> [Parts of the exercise]
**1.** Answer these questions using the fzf comment thread.
(a) What window manager does the first commenter use at home?
(b) What alias does one commenter use for kubectx?
(c) Which tool does another commenter prefer for changing screen resolution in i3?
**2.** List every web link that appears in the fzf comment thread.
**3.** Write the next part of the fzf comment thread, picking up after its last line.

> [Document excerpt]

I use fzf in this very way and could have written this article if I weren’t lazy lol. However, I can add two other use cases:

1. I use i3wm at home (haven’t yet made the jump into Sway/Wayland), and don’t want to change my screen resolution by opening an app, clicking with my mouse, and then waiting. So I use fzf for quick resolution changes using xrandr:

  cr() {
    xrandr | sed -En “s/^[ ]+([0-9]{3,4}x[0-9]{3,4}0.\*/\1/p” | fzf | xargs -I{} xrandr —output HDMI-0 —mode {}
  }
2. At work I switch between multiple Kubernetes contexts during the day. To make the switch fast without typing a sentence, I will use this helper function:

  kc () {
     kubectl config get-contexts | tail -n +2 | fzf | cut -c 2- | awk ‘{print $1}’ | xargs kubectl config use-context
  }
I found this to be better than tab-completion because with tab completion I only get the name of the context, and not the cluster/user/namespace fields that make it easier to select the right one.

Use the above at your own risk, as they are fast hack-ups and could be far more clear (my sed skills are prone to error and overly verbose).

—Edited for HN formatting


I would highly recommend looking at something like kubectx [0] to manage switching between kubernetes contexts! I've been using this for a while now and have it aliased to kx. It supports tab completion, as well as fzf integration if you have it installed [1]. There's also kubens in there which does the same for namespaces!

[0]: https://github.com/ahmetb/kubectx

[1]: https://github.com/ahmetb/kubectx#interactive-mode


Just a heads up that the quotes used in the kc function appear to be "smart quotes" and will likely throw an error if copied verbatim into your shell config


Thanks for the heads up! For some reason HN keeps mangling the post so I am not going to try to edit it again.


For something similar to your xrandr example in i3m, I prefer to use rofi, which gives you an interactive menu in the center of the screen:

Link to Rofi: https://github.com/davatorium/rofi

Examples of how I use rofi:https://adityam.github.io/linux-blog/post/rofi-selectors/


Those are very creative use cases for fzf, I had never considered doing something like that.

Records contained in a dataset
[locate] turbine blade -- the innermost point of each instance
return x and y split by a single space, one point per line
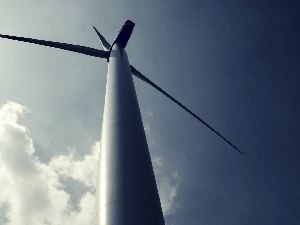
136 73
104 43
69 47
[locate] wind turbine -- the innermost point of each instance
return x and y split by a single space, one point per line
126 191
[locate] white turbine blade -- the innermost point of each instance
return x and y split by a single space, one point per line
105 44
136 73
69 47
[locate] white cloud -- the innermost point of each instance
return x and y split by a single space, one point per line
80 170
31 191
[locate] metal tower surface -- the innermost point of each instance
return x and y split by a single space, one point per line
126 192
126 187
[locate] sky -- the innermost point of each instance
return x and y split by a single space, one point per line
233 63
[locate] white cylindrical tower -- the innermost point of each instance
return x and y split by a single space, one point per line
126 186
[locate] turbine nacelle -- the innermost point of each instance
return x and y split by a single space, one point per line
121 38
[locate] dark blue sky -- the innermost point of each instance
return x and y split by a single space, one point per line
236 64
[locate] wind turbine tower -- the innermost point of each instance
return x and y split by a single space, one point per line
126 192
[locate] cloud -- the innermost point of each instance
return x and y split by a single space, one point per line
83 171
31 191
36 193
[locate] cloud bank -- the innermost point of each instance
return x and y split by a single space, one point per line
34 192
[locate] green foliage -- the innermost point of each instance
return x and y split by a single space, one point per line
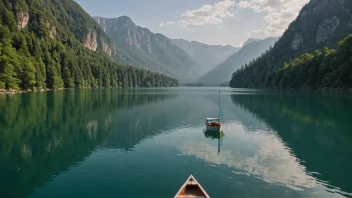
32 59
330 68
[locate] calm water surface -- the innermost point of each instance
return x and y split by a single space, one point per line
145 143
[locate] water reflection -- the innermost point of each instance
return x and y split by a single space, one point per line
43 134
316 128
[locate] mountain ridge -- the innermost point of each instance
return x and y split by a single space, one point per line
320 23
55 44
223 72
143 48
208 56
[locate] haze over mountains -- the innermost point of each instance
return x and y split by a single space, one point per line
320 24
142 48
252 49
176 57
208 56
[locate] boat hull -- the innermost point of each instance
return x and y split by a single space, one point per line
214 128
191 189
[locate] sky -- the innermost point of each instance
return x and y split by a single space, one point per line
215 22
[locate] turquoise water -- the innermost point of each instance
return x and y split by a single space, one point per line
146 142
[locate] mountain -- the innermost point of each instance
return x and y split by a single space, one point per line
141 47
223 72
55 44
321 23
207 56
250 40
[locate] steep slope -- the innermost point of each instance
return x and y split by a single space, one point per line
320 23
249 41
141 47
207 56
55 44
223 72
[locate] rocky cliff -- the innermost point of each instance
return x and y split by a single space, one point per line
22 19
223 72
321 23
207 56
140 47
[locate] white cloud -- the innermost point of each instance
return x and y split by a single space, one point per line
207 14
279 14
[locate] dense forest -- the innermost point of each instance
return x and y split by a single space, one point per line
48 52
327 68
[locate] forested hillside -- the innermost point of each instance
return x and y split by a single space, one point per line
55 44
321 23
328 68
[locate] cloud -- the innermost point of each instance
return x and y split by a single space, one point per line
207 14
279 14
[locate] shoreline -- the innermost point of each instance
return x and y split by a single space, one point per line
13 92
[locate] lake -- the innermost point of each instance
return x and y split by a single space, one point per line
146 142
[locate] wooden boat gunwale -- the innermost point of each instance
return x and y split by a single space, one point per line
195 183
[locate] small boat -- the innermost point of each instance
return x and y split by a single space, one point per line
213 124
191 189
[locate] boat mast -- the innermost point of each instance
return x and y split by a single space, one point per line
219 107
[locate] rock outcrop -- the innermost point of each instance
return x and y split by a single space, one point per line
52 31
22 19
327 28
142 48
297 42
90 41
96 41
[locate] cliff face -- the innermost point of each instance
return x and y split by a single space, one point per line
321 23
90 41
140 47
94 41
207 56
22 19
223 72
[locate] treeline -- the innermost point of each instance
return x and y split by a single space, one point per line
47 55
328 68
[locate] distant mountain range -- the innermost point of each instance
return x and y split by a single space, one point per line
179 58
207 56
321 23
144 49
252 49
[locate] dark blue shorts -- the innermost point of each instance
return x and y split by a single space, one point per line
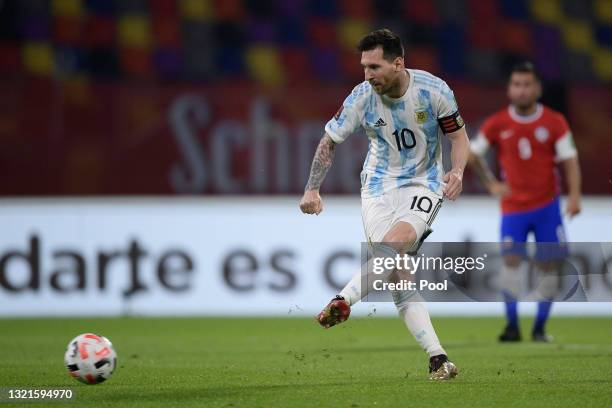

> [Task-by-task outputs]
**1.**
(a) i3wm
(b) kx
(c) rofi

**2.**
https://github.com/ahmetb/kubectx
https://github.com/ahmetb/kubectx#interactive-mode
https://github.com/davatorium/rofi
https://adityam.github.io/linux-blog/post/rofi-selectors/

**3.**
My usage of it probably counts as quite basic. That said, I use it constantly. I just love the feeling of real time interaction it gives - it is well and truly part of my muscle memory now.

I use the vim plugin too, which is also brilliant and makes navigating larger projects very quick and easy. I use these two extra bindings all the time:

  nnoremap <silent> <C-Space> yiw:Rg <C-r>"<CR>
  vnoremap <silent> <C-Space> y:Rg <C-r>"<CR>
They're very simple, but when combined with the ability to add search items to the quickfix list it makes for a pretty powerful workflow.

The first one in particular gives a great approximation of symbol search that 'just works' anywhere.


Yeah, the ability to fake a "show all references to this identifier" via integrated ':Rg' is the greatest feature of FZF I've encountered yet, and makes for a passable substitute of one language-server must-haves.


I must have bindings that are overriding what that should do, can you explain what <C-space> y and yiw should normally do?


Hey, sorry that I didn't really try to explain the bindings. Climb_stealth said it all really but here are some extra bits.

The first one is a normal mode binding (the n in nnoremap). yiw copies the word you are currently on (without surrounding spaces), and then <C-r>" pastes that into the :Rg command. The :Rg command is part of the fzf vim plugin and it is a wrapper around ripgrep (see the link from climb_stealth), which gives you fuzzy search over the results of a ripgrep search.

There is more detail on the <C-r>" command here:

https://vim.fandom.com/wiki/Paste_registers_in_search_or_col....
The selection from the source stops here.